● **SOURCE TEXT**:

The invention relates to monitoring devices and more particularly, to methods and devices for monitoring the amount of fluid being applied to items in a fluid application unit. Specifically, said methods and devices are devised for use in a can production apparatus, for monitoring the amount of liquid lacquer applied to the outside of cans.
In an apparatus for production of cans, such as beverage cans of aluminum or steel material, a printer unit provides a graphical print on the circumferential surface area of cylindrical cans fed thereto. In some cases, the printer unit is preceded by a lacquer application unit, in which the cans are first provided with a so-called base-coat and then dried in an oven. This base-coat is a white lacquer that is applied in order to cover the outer metal surface of the can. The lacquer is fed from a lacquer reservoir to the lacquer application unit, in which the lacquer first is transferred to a rotating gravure roller. The gravure roller is abuttingly arranged against the periphery of a correspondingly rotating application roller to evenly transfer lacquer thereto. A can is fed to the application unit and is applied against the periphery of the application roller, so that a film of wet lacquer is transferred onto the surface area of the rotating can. It is also conceivable to arrange a similar lacquer application unit after the printer unit, in order to apply transparent lacquer, so-called over-varnish, to the graphical print on the can. In this case, the under-lying base-coat layer might be omitted. It is also conceivable to apply a transparent lacquer, so-called size-coat, directly to the metal surface of the can, which after drying is fed to the printer unit. In general, the graphical print on such a size-coat layer is not covered by over-varnish.

● **STORED DATA**:
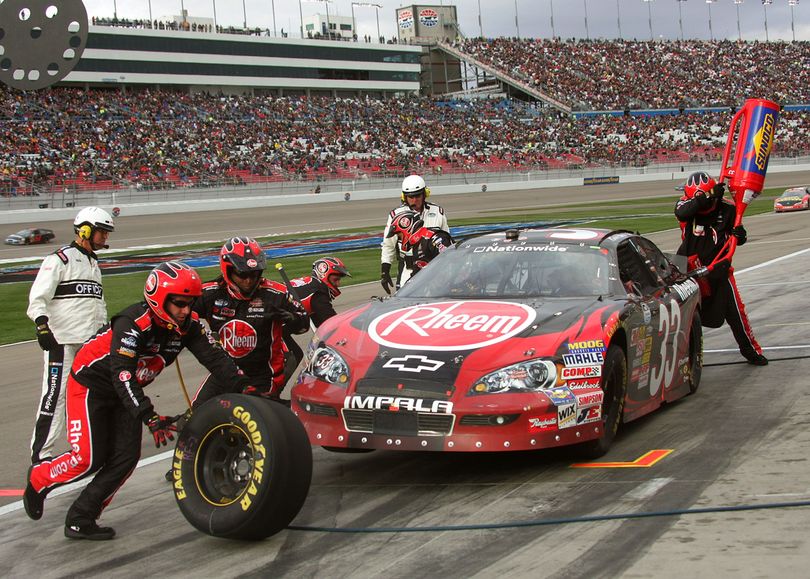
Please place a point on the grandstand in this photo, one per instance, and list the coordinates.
(150, 109)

● **THE TASKS**:
1. Answer these questions about the text on can lacquering:
(a) What color is the base-coat lacquer?
(b) What is the transparent lacquer applied after the printer unit called?
(c) Onto which roller is the lacquer first transferred in the lacquer application unit?
2. Reproduce word for word the part of the text on can lacquering that opens with the words containing "The invention relates" and closes with "outside of cans.".
The listing has no connection to the text on can lacquering.

● **SOLUTIONS TO THE EXERCISE**:
1.
(a) White.
(b) Over-varnish.
(c) A rotating gravure roller.

2.
The invention relates to monitoring devices and more particularly, to methods and devices for monitoring the amount of fluid being applied to items in a fluid application unit. Specifically, said methods and devices are devised for use in a can production apparatus, for monitoring the amount of liquid lacquer applied to the outside of cans.